WORK TASK. Starting at the line that contains "Where can you spot the cyclist in", quote each line exactly through the last line of the entries, both included.

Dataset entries
+ + + + + + +

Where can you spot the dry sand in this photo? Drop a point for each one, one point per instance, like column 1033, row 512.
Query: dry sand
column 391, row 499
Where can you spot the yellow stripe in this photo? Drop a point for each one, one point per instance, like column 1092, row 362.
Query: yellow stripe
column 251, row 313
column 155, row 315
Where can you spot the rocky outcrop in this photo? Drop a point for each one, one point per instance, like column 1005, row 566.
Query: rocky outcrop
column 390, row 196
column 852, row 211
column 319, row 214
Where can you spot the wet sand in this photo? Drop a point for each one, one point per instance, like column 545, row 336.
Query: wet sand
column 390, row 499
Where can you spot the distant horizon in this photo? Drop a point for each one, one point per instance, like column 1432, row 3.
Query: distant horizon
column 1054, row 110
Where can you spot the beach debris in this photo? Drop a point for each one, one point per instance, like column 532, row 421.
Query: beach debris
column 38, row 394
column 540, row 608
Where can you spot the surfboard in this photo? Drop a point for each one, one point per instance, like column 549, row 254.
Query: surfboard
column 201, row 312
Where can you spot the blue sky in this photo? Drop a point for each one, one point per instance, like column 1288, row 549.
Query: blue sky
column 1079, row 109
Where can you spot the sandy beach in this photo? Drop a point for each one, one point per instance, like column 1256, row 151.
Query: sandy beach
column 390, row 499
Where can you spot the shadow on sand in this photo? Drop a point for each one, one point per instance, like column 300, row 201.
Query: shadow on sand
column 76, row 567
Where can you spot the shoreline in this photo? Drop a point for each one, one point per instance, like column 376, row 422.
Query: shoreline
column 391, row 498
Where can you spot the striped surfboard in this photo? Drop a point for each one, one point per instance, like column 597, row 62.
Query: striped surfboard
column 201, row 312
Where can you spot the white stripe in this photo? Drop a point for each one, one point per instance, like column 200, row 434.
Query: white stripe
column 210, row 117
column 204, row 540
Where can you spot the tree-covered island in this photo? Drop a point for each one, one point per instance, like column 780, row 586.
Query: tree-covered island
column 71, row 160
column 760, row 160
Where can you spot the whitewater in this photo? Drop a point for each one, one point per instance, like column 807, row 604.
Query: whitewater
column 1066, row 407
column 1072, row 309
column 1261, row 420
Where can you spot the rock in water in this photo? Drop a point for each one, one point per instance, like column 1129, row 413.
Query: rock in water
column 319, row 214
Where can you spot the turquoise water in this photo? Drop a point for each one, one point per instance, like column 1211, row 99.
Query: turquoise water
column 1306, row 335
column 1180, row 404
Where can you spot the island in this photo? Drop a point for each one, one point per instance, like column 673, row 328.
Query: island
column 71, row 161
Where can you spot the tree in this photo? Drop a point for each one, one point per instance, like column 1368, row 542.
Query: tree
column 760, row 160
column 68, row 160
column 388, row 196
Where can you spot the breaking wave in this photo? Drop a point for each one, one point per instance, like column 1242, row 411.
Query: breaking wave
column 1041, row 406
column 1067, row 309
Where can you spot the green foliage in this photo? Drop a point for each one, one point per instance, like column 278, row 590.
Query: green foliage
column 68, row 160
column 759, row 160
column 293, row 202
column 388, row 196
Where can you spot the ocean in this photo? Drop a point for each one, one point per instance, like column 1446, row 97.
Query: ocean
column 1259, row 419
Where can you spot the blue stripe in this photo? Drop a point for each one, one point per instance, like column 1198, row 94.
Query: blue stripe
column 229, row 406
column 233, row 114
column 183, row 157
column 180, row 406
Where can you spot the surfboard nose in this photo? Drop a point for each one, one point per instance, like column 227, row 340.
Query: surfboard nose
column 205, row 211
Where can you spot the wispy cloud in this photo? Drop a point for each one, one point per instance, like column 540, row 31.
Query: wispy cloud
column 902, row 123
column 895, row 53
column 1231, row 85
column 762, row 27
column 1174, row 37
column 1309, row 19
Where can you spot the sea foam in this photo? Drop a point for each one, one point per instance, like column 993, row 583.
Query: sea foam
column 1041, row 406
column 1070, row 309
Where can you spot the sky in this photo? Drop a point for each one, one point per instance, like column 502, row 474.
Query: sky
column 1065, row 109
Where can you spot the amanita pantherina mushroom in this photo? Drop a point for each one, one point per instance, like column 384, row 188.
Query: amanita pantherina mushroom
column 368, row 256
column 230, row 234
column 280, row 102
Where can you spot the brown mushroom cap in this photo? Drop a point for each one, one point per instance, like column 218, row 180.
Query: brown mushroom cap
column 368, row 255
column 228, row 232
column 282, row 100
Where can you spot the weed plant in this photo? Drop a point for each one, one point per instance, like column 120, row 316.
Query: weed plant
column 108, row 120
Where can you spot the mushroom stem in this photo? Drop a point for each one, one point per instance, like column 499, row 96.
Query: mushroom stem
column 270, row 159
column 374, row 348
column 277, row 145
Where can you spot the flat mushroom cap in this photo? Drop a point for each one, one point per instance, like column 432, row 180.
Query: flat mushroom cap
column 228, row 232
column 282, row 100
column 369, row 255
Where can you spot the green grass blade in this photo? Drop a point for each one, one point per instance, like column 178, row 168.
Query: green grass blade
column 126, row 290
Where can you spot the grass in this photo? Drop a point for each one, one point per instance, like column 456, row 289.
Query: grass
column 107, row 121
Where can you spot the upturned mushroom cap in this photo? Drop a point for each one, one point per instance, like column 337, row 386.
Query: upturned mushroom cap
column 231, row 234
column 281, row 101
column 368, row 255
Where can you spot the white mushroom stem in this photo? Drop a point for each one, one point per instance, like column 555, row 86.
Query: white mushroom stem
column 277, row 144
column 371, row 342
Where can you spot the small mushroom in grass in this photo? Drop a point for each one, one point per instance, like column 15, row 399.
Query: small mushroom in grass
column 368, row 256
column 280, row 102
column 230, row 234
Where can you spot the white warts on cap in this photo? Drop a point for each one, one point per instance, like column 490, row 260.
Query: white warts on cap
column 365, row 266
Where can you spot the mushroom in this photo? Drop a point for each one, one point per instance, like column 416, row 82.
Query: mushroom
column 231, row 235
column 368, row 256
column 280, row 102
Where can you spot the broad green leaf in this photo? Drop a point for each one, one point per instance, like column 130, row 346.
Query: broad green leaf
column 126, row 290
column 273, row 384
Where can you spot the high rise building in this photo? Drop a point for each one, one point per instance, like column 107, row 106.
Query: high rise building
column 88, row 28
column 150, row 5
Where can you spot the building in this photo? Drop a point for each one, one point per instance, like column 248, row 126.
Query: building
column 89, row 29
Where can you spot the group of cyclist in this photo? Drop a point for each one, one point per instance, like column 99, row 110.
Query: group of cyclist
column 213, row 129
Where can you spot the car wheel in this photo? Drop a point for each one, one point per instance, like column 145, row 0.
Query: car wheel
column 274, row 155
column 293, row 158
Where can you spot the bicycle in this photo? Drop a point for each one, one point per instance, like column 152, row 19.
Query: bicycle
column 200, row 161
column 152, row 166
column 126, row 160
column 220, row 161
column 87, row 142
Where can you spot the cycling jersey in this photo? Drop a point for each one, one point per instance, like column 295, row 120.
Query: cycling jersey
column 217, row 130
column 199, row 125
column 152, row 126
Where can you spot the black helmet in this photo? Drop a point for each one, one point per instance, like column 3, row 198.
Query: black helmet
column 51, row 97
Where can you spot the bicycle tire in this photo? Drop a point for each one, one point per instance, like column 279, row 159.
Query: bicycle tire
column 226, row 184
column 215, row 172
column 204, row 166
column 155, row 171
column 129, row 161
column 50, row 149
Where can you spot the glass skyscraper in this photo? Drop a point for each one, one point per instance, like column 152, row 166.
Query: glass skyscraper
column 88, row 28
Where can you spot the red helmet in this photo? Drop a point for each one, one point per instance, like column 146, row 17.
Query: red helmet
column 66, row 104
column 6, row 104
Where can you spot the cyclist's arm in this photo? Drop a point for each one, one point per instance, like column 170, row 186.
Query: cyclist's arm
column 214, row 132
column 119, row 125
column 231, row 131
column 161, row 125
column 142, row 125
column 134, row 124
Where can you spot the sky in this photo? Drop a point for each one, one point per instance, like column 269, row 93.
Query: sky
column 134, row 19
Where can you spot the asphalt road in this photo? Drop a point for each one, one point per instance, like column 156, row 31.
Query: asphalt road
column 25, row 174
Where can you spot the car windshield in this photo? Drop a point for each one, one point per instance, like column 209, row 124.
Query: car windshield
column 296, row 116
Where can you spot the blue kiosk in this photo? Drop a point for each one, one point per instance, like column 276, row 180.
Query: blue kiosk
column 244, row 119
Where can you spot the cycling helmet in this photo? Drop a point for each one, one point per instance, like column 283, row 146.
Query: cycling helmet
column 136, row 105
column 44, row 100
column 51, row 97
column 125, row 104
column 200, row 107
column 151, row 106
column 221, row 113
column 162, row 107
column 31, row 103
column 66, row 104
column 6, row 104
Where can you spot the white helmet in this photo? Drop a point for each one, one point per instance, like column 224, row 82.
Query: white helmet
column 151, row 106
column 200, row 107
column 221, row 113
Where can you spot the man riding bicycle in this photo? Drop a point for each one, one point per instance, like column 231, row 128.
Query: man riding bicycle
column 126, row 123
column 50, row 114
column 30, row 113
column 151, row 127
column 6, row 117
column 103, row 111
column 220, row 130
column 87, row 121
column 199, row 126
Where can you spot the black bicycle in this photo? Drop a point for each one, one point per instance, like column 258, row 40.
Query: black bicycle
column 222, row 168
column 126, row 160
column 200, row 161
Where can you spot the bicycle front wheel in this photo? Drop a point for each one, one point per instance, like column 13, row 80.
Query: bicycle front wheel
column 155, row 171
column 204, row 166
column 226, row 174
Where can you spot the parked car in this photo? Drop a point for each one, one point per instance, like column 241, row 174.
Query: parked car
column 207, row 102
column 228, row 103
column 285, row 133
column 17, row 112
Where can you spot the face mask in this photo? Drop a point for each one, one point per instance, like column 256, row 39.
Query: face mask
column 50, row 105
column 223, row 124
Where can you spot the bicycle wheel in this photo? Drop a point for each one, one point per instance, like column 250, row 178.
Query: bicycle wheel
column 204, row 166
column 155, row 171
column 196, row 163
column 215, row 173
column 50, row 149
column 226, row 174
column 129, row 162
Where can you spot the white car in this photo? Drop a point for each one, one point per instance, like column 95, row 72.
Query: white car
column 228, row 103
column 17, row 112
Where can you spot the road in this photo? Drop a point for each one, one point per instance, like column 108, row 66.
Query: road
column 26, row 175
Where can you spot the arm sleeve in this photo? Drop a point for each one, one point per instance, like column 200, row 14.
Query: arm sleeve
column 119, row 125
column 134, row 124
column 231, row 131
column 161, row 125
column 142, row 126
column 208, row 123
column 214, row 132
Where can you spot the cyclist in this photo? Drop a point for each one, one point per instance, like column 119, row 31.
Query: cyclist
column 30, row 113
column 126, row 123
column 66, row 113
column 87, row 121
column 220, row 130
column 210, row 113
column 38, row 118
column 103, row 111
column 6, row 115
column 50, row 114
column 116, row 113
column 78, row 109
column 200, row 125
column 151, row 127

+ + + + + + +

SOLUTION TO THE PROBLEM.
Where can you spot the cyclist in this photo? Drop a point for each one, one point per instance, like column 119, row 31.
Query: cyclist
column 30, row 113
column 126, row 123
column 66, row 113
column 87, row 121
column 220, row 130
column 210, row 113
column 38, row 118
column 103, row 111
column 6, row 115
column 50, row 114
column 116, row 113
column 78, row 109
column 200, row 125
column 151, row 127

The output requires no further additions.